INSTRUCTION -
Reproduce, without any change, only the part of the listing that opens with the line containing "Return the outline of every instance of the shrub." and closes with the listing's final line, both included.
★ ★ ★ ★
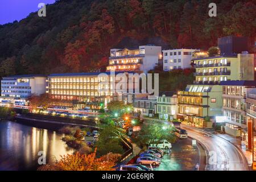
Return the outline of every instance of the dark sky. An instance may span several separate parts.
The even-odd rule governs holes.
[[[51,4],[55,0],[0,0],[0,24],[12,23],[37,11],[40,3]],[[46,9],[47,12],[47,9]]]

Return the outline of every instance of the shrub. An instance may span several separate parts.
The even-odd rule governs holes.
[[[89,154],[92,153],[92,148],[89,147],[87,144],[86,144],[84,143],[82,144],[81,147],[79,150],[79,152],[82,154]]]

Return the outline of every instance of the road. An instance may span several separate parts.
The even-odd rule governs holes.
[[[172,144],[171,154],[164,154],[160,166],[154,170],[195,171],[196,164],[200,160],[199,149],[192,146],[190,138],[178,139]]]
[[[200,142],[206,150],[206,170],[247,171],[246,159],[240,150],[228,141],[213,134],[208,134],[184,125],[181,127],[188,132],[189,136]]]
★ ★ ★ ★
RESPONSE TO THE TASK -
Return the outline of every instance of the shrub. An instance may span several separate parts.
The even-odd rule governs holes.
[[[89,154],[92,153],[92,148],[89,147],[87,144],[86,144],[84,143],[82,144],[81,147],[79,150],[79,152],[82,154]]]

Return the outline of every instance of the road. An instance may span several separate parts.
The even-odd rule governs holes.
[[[172,144],[171,154],[164,154],[160,166],[154,170],[195,171],[196,164],[200,160],[199,149],[192,146],[190,138],[178,139]]]
[[[200,142],[206,150],[206,170],[247,171],[246,159],[240,150],[228,141],[213,134],[208,134],[184,125],[181,127],[188,132],[189,136]]]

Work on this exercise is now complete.